───── Data entries ─────

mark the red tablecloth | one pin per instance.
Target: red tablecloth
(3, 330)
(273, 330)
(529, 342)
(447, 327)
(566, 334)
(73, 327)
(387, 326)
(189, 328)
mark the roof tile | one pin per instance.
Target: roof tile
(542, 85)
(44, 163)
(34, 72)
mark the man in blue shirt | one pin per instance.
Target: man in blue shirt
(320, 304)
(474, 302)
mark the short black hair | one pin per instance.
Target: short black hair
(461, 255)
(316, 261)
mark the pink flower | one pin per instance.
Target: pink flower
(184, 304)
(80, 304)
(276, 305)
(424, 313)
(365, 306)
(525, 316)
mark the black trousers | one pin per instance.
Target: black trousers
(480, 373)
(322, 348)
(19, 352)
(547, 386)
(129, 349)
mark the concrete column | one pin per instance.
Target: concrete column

─────

--- Given instruction ---
Copy verbatim every line from the one containing "mark the concrete" through the end of the items, with both ends included.

--- Exercise response ---
mark the concrete column | one pin per instance.
Target: concrete column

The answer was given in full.